▶ TASK DETAILS
All entries are to be returned verbatim.

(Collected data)
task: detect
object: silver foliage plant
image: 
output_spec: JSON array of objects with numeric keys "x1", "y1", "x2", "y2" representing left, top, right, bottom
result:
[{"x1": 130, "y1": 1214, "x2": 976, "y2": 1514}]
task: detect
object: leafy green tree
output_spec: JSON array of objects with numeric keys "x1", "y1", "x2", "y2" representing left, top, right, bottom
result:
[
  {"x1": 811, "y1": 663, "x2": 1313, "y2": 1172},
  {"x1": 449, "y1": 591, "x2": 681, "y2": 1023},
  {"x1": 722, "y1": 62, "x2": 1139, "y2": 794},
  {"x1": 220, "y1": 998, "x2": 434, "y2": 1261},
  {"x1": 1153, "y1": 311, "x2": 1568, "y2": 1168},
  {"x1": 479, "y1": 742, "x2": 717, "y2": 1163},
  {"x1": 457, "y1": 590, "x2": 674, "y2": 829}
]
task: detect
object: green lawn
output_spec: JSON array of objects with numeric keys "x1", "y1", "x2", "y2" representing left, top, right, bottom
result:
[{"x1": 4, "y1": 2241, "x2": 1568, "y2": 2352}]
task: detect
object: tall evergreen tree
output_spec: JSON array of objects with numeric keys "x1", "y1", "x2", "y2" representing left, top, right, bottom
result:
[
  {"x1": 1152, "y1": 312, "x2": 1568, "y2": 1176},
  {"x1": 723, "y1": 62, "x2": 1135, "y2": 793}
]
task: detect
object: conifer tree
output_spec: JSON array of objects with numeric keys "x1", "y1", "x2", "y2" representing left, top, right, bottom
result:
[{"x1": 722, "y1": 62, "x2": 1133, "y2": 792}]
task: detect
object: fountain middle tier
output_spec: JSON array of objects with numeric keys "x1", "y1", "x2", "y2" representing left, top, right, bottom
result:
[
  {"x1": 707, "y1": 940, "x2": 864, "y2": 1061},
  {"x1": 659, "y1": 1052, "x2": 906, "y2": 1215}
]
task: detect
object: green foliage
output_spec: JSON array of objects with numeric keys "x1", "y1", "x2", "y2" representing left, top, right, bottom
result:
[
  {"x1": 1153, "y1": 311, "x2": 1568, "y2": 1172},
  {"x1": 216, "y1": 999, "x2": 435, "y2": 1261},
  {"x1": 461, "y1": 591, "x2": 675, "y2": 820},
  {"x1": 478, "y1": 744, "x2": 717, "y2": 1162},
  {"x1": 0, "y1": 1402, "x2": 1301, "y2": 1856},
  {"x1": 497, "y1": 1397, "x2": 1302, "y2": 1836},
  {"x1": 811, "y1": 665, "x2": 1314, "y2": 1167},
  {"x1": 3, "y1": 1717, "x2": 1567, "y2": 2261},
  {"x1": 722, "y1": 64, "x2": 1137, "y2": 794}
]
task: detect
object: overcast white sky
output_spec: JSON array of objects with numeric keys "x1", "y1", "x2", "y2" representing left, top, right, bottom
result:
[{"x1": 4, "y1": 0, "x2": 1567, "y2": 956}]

▶ ANSWER TO THIS PROBLEM
task: detect
object: silver foliage plant
image: 
output_spec: JSON array of objects with numeric keys "x1", "y1", "x2", "y2" representing left, top, right, bottom
result:
[{"x1": 130, "y1": 1214, "x2": 976, "y2": 1514}]
task: detect
object: leafy green tree
output_spec: JSON array of objects with numeric keys "x1", "y1", "x2", "y2" representing left, top, right, bottom
result:
[
  {"x1": 811, "y1": 663, "x2": 1313, "y2": 1172},
  {"x1": 449, "y1": 591, "x2": 681, "y2": 1023},
  {"x1": 722, "y1": 62, "x2": 1139, "y2": 794},
  {"x1": 220, "y1": 998, "x2": 434, "y2": 1261},
  {"x1": 1153, "y1": 311, "x2": 1568, "y2": 1168},
  {"x1": 479, "y1": 742, "x2": 717, "y2": 1163},
  {"x1": 457, "y1": 590, "x2": 674, "y2": 829}
]
task: detect
object: green lawn
output_spec: JSON array of objects with numeric keys "x1", "y1", "x2", "y2" representing left, top, right, bottom
result:
[{"x1": 4, "y1": 2241, "x2": 1568, "y2": 2352}]
task: detect
object: tall evergreen tree
output_spec: JSON array of objects with numeric keys "x1", "y1", "x2", "y2" representing left, top, right, bottom
result:
[
  {"x1": 1152, "y1": 312, "x2": 1568, "y2": 1176},
  {"x1": 723, "y1": 62, "x2": 1135, "y2": 793}
]
task: detect
object: conifer tree
output_spec: JSON array of objects with numeric keys "x1", "y1", "x2", "y2" representing left, top, right, bottom
result:
[{"x1": 722, "y1": 62, "x2": 1133, "y2": 792}]
task: detect
object: fountain middle tier
output_spec: JSON array of objects with numeric keys "x1", "y1", "x2", "y2" representing left, top, right, bottom
result:
[
  {"x1": 707, "y1": 940, "x2": 864, "y2": 1061},
  {"x1": 659, "y1": 1052, "x2": 906, "y2": 1215}
]
task: detect
object: green foliage
output_spec: JSON array of objects with numeric keys "x1", "y1", "x2", "y2" representing left, top, right, bottom
result:
[
  {"x1": 1153, "y1": 311, "x2": 1568, "y2": 1172},
  {"x1": 216, "y1": 999, "x2": 435, "y2": 1261},
  {"x1": 461, "y1": 591, "x2": 675, "y2": 820},
  {"x1": 478, "y1": 744, "x2": 717, "y2": 1162},
  {"x1": 0, "y1": 1402, "x2": 1301, "y2": 1856},
  {"x1": 497, "y1": 1397, "x2": 1302, "y2": 1836},
  {"x1": 811, "y1": 665, "x2": 1314, "y2": 1167},
  {"x1": 3, "y1": 1717, "x2": 1567, "y2": 2261},
  {"x1": 722, "y1": 64, "x2": 1137, "y2": 794}
]
task: detect
object: overcast white sky
output_spec: JSON array of objects with numeric keys "x1", "y1", "x2", "y2" representing left, top, right, bottom
result:
[{"x1": 4, "y1": 0, "x2": 1567, "y2": 956}]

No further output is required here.